## Description of the task
Word for word, quote all of the material, omitting the pictures.

## Given data
▼

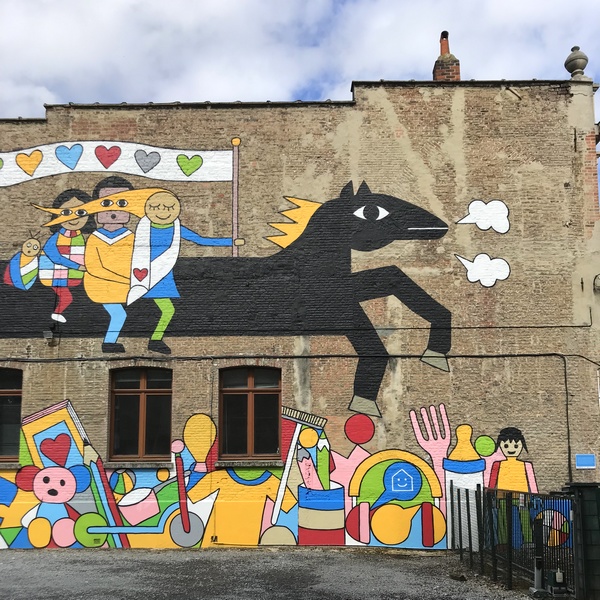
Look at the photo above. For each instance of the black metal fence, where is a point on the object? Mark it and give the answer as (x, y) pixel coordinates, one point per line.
(508, 534)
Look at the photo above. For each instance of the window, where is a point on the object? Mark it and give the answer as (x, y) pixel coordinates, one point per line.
(11, 381)
(141, 414)
(249, 412)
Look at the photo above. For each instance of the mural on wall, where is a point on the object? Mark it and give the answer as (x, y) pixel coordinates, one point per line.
(307, 288)
(483, 268)
(64, 496)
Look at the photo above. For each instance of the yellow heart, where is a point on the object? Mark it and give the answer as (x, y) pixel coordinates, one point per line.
(29, 162)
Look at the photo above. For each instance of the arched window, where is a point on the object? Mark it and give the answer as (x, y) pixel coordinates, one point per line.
(249, 412)
(141, 414)
(11, 382)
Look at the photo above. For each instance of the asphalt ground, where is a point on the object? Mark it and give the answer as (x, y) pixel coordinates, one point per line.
(237, 574)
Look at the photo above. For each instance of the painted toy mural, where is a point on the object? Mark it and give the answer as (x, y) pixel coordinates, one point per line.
(64, 496)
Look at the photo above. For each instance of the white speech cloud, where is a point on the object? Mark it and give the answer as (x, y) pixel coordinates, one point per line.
(493, 215)
(485, 269)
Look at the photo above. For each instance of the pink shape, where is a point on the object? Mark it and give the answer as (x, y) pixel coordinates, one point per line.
(63, 532)
(55, 485)
(57, 449)
(359, 429)
(139, 505)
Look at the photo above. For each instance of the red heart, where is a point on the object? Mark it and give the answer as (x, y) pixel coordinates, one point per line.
(140, 274)
(57, 449)
(107, 156)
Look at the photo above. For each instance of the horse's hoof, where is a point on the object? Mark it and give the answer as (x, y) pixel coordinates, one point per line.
(364, 406)
(158, 346)
(436, 359)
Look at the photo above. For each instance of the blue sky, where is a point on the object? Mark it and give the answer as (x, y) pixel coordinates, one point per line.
(57, 51)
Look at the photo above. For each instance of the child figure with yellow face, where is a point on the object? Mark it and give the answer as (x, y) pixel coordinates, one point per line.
(156, 249)
(22, 269)
(510, 473)
(62, 262)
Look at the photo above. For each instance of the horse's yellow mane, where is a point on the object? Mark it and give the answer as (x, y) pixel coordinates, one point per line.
(300, 217)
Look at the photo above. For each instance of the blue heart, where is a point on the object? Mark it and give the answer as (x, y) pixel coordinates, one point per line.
(69, 156)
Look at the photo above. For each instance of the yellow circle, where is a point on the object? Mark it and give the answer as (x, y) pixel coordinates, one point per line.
(163, 474)
(39, 532)
(308, 438)
(390, 523)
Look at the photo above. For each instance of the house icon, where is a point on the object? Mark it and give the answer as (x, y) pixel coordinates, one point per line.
(402, 481)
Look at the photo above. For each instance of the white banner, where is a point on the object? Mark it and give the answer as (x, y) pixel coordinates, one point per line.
(169, 164)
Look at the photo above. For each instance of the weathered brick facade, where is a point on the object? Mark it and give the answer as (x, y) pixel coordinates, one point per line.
(524, 340)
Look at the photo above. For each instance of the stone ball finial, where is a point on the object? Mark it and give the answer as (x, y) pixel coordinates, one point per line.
(576, 62)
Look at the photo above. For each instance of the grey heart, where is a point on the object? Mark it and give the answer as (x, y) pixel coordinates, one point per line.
(146, 161)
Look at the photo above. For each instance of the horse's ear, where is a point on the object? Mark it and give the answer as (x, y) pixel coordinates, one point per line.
(363, 190)
(347, 192)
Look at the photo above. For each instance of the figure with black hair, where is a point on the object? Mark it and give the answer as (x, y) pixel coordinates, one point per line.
(108, 260)
(61, 264)
(512, 474)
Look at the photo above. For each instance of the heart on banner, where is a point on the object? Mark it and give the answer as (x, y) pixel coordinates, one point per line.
(29, 162)
(189, 165)
(57, 449)
(69, 156)
(140, 274)
(107, 156)
(146, 161)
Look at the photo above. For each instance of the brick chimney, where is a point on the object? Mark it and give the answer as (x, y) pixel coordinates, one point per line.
(447, 66)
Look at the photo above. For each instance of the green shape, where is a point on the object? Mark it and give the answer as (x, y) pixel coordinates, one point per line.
(485, 445)
(25, 457)
(83, 523)
(10, 533)
(189, 165)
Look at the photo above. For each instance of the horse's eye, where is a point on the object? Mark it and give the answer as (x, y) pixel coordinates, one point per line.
(382, 213)
(360, 213)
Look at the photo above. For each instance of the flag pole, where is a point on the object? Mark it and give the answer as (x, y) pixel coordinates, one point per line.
(235, 142)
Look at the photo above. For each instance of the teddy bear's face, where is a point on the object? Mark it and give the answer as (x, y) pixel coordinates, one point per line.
(56, 485)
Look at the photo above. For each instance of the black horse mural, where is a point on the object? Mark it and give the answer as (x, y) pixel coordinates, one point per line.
(307, 288)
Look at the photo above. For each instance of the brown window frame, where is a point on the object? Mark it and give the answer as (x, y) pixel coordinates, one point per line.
(250, 390)
(13, 392)
(144, 392)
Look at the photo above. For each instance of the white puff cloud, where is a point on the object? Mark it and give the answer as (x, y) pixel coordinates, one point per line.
(492, 215)
(485, 269)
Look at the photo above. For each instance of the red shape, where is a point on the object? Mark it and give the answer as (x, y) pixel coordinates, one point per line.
(352, 523)
(320, 537)
(107, 156)
(359, 429)
(140, 274)
(57, 449)
(427, 524)
(25, 477)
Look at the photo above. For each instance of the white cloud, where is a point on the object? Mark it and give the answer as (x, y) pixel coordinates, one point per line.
(226, 50)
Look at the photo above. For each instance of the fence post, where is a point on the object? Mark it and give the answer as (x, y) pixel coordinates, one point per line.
(451, 528)
(480, 532)
(469, 532)
(510, 535)
(490, 511)
(458, 501)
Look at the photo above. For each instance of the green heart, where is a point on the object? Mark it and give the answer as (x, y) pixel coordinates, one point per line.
(189, 165)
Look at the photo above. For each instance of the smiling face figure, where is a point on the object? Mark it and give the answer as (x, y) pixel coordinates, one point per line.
(31, 247)
(56, 485)
(80, 216)
(511, 448)
(162, 208)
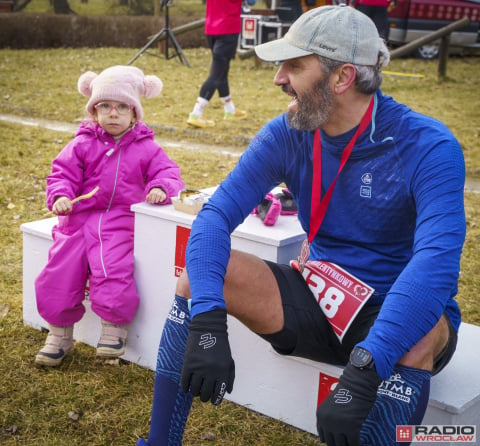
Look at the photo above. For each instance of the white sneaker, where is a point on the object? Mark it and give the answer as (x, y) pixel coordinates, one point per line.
(112, 340)
(58, 344)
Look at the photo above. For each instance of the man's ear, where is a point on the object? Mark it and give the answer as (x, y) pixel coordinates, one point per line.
(343, 77)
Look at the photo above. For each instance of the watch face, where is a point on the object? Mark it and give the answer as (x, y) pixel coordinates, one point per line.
(360, 357)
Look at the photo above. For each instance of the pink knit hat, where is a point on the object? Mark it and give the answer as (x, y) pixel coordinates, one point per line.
(119, 83)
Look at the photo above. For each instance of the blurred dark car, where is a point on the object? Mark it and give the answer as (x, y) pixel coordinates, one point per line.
(412, 19)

▲

## Result
Look at the photo above. For each instance of the black metal fence, where is a point on the object? Mark it and give the answer as (x, y) pixel coordinates, one point per line.
(508, 534)
Look at the photo above. For each instance of the window, where is a point on the object? Mark it and give the answer as (x, y) pixel coordinates, one point per line.
(11, 381)
(141, 414)
(249, 412)
Look at the photo above. For each instance of the mural on wall, where is a point on the object? Mark it and give the answer as (x, y) pixel coordinates, one point per line.
(307, 288)
(483, 268)
(64, 496)
Look at the photo above. For each instance of the yellow heart, where is a point on the object? Mark it and give the answer as (x, y) pixel coordinates, one point per line.
(29, 162)
Look at the photo above. For each instance of the arched window, where is a point on the object? Mark it and give the answer as (x, y) pixel coordinates, one point per line.
(249, 412)
(141, 414)
(11, 382)
Look at the photo above. For each instance of the asphalt ground, where is a point on the object? Mark it and give the answer as (x, y) pixel coordinates, one point per line.
(237, 574)
Look at the photo above. For each instance of the painted toy mural, where is a point on the object? Mark it and give the answer as (x, y) pixel coordinates, one point per line.
(64, 496)
Look at the photo above. For each instance of the white speech cloud, where is a point on the object? Mark it and give the answer as (x, y) pixel coordinates, one point per line.
(493, 215)
(485, 269)
Look at the photo above. For each instance of the pink shape, where is a point on the object? Mark it and give the answer as (x, y) pixel coordinates, one point per line.
(63, 532)
(55, 485)
(57, 449)
(359, 429)
(139, 505)
Look at the photo above. For each instance of the red heart, where is a point on the object? Mark it and give the answer as (x, y) pixel coordinates, one point per line.
(140, 274)
(57, 449)
(107, 156)
Look at the photo above. For each instance of the horse's hoof, where is a point on the object? Mark it and give the answer as (x, y) pixel coordinates, one point per line.
(364, 406)
(158, 346)
(436, 359)
Look at the photo above. For each instance of the blue sky, where is a point on the object? Mark it and give the answer as (x, y) pixel coordinates, one point per line.
(57, 51)
Look at the photo above. For each instance of the child figure with yellow face, where is a point on the object? Mark it and give the answer as (x, y) pixel coordinates, one point per line.
(156, 249)
(22, 269)
(510, 473)
(62, 262)
Look at the photo above. For each instance of the horse's yellow mane, where is a point on the object? Mark it and give the answer as (x, y) pixel coordinates, one point per line.
(300, 217)
Look at the photo above. For each instance of the blue heart, where is a point on the object? Mark it and give the answer as (x, y) pixel coordinates, one point per line.
(69, 156)
Look at the photo above. For each instance of the yellow circle, where is a point on the object? Mark it and give the answer as (x, y) pixel coordinates, one point per line.
(163, 474)
(39, 532)
(308, 438)
(390, 523)
Look at the photo above. For each instance of the house icon, where is a point on the object? Mark it and give the answer as (x, y) pixel coordinates, one point per line.
(402, 481)
Look at the photo above. For each instance of the white banner, where is a point on the object? Mark it and give the answer as (x, y) pixel coordinates, one point per line.
(169, 164)
Look at the photo above. For each instance of the weathered brick facade, where is a point on the object? Mark it and give the answer as (x, y) pixel coordinates, one point per line.
(524, 340)
Look at the photo above. For each instance of the stone ball finial, where is a point on the object? Mark it and give the answer as (x, y) pixel coordinates, one point per line.
(576, 62)
Look at the photo above. For each instance of the grey heart, where is a point on the object? Mark it and give the answer as (x, y) pixel coordinates, one point per line.
(146, 161)
Look at the photo above. For each instance of the horse's ear, where is a point on the object? Mark it and give the answer as (x, y) pixel coordinates, one point per line.
(363, 190)
(347, 192)
Look at the photo above. For each instance of the figure with black hair, where is a point on the object? Mark it and give the answer as (x, y) pixel coordinates, one point per line.
(108, 260)
(61, 264)
(512, 474)
Look at the photo above. For each instance of the heart on banner, where is a point on the object? Mark it and give the answer as (x, y) pixel coordinates, one point per line.
(29, 162)
(189, 165)
(57, 449)
(69, 156)
(140, 274)
(107, 156)
(146, 161)
Look at the photo above. For each instance of the brick chimney, where is a point on the object? Mark it and give the answer as (x, y) pixel coordinates, one point per line.
(447, 66)
Look at the photo above. For each instance of the green shape, where is a point on the object? Mark it and give the answer as (x, y) pixel coordinates, one point per line.
(485, 445)
(25, 457)
(83, 523)
(10, 533)
(189, 165)
Look at the photo above. For each instance of the horse's eye, where is a point on the object? Mark it and give the answer as (x, y) pixel coordinates, one point per line.
(382, 213)
(360, 213)
Look at the photo above. For each instance of the flag pole, where is a point on the object? Mark it and give the answer as (x, y) pixel coordinates, one point per line.
(235, 142)
Look at the photo above. For each instance of the teddy bear's face, where is a point on the object? Mark it and give the answer as (x, y) pixel coordinates, one point per line.
(56, 485)
Look at the photo above. For each instance of the black horse mural, where is a point on the object? Mark it and give the answer as (x, y) pixel coordinates, one point per line.
(307, 288)
Look at the photo above. For each instance of the brown window frame, where is a point on the object? Mark it and give the answer as (x, y) pixel coordinates, one point per line.
(250, 390)
(13, 392)
(144, 392)
Look at the photo above. For each instance of the white puff cloud, where is a point on the object? Mark it and give the answer as (x, y) pixel coordinates, one point per line.
(492, 215)
(485, 269)
Look at the photo above. For each instance of the red shape, where is a point on the object? Mark it and give the answer as (x, y) pixel coordinates, one point per line.
(352, 523)
(320, 537)
(107, 156)
(359, 429)
(140, 274)
(57, 449)
(427, 524)
(25, 477)
Look at the photo above. For each instance of the white cloud, where is a point on the object? Mark it and give the answer as (x, y) pixel coordinates, one point per line.
(226, 50)
Look at the photo above. For each instance of the fence post, where is a point on the object? Mark it and give the answer as (x, y) pixel coordinates, one point per line.
(451, 528)
(480, 532)
(469, 532)
(510, 535)
(490, 511)
(458, 501)
Look at the photo above. For each instance of the green heart, where is a point on the object? Mark it and give the answer as (x, y) pixel coordinates, one point per line.
(189, 165)
Look at the photo above. For each instance of the smiling face figure, where is a point on the object? Mark it and give the answer as (x, y) pixel coordinates, one point per line.
(31, 247)
(56, 485)
(80, 216)
(511, 448)
(162, 208)
Look at the photo above. For each instance of the white sneaker, where is a point on the object? Mark it and give the answer as (x, y) pixel coordinates, one point per line.
(112, 340)
(58, 344)
Look at the photo above. For each instance of the man's ear, where is a point on the object? Mark it and give the answer as (x, y) pixel coordinates, one point per line.
(343, 77)
Look at the photo above. For each instance of the watch face, where is a point on the object? Mark it and give the answer as (x, y) pixel coordinates, one point per line.
(360, 357)
Look at the photo above. For each instance of the pink knit hat, where is a point on the object? Mark it and give the answer as (x, y) pixel coordinates, one point per line.
(119, 83)
Look at the photo above. For each instance of the blurred dark car, where is a point on the object? Mark it and give the answer as (x, y) pixel coordinates, one point per line.
(412, 19)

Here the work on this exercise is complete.